[Listed records]
┄┄┄┄┄┄┄┄┄┄┄┄┄┄┄┄┄┄┄┄

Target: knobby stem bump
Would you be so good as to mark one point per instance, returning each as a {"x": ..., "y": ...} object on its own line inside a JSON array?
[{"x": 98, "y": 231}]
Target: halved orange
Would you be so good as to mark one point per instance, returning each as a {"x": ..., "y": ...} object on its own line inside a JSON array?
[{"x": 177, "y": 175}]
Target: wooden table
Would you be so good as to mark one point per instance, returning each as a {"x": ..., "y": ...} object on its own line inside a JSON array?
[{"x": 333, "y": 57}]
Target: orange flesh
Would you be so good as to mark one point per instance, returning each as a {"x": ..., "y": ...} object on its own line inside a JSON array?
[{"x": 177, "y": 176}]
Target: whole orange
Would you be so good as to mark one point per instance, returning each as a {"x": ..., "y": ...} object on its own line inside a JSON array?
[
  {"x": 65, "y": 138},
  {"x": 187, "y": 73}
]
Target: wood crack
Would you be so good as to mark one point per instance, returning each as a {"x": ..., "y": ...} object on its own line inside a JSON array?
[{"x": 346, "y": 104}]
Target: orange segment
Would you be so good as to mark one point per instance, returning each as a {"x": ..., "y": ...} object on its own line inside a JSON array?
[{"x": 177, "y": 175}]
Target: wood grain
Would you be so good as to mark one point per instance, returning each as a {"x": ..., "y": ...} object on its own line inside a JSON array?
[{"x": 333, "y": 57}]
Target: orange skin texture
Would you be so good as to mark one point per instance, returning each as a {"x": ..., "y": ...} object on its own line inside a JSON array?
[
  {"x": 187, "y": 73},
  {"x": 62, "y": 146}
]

┄┄┄┄┄┄┄┄┄┄┄┄┄┄┄┄┄┄┄┄

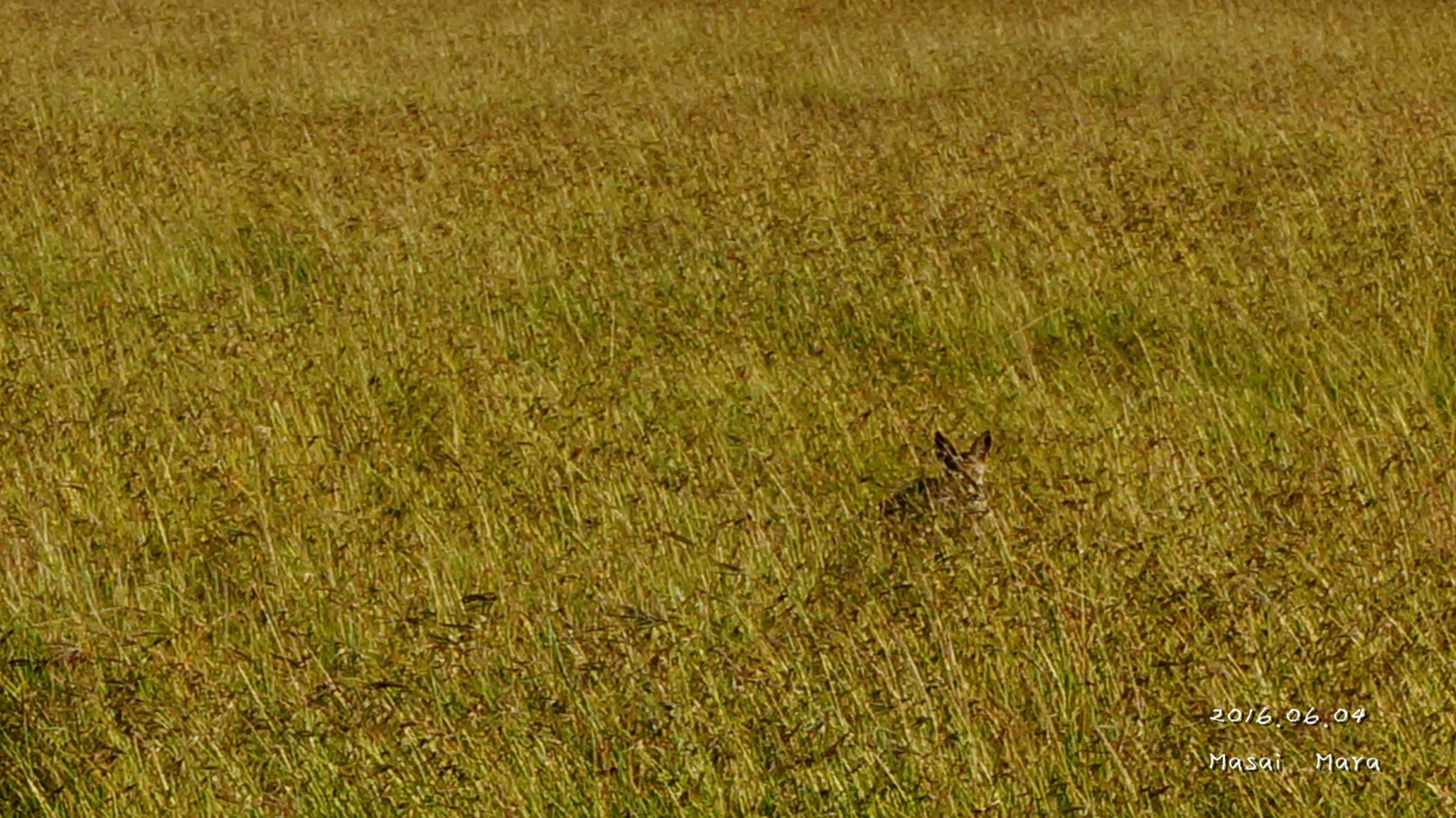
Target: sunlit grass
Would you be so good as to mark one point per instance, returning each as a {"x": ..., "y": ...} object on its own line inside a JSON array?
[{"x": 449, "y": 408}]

┄┄┄┄┄┄┄┄┄┄┄┄┄┄┄┄┄┄┄┄

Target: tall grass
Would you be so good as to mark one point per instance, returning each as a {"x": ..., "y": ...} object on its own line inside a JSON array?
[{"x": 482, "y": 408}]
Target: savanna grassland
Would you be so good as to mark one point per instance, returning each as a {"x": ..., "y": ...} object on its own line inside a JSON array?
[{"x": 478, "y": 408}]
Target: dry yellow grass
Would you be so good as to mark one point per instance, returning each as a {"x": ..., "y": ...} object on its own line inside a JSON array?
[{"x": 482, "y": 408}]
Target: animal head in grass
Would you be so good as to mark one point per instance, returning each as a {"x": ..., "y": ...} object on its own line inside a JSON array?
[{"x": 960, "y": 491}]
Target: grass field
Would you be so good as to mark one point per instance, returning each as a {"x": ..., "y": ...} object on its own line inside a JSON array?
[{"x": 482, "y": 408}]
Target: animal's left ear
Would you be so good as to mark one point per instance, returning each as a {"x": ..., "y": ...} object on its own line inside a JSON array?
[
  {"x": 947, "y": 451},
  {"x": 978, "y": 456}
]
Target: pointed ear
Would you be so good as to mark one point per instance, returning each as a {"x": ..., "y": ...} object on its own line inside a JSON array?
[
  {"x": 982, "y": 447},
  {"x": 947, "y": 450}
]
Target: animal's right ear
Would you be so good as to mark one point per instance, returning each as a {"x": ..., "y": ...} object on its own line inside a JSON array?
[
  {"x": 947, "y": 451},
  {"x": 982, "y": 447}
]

┄┄┄┄┄┄┄┄┄┄┄┄┄┄┄┄┄┄┄┄

[What is expected] List every line in the listing above that contains the string "animal". Matching is case-sensitive.

[Task output]
Target: animal head in grass
Target: animal's left ear
Target: animal's right ear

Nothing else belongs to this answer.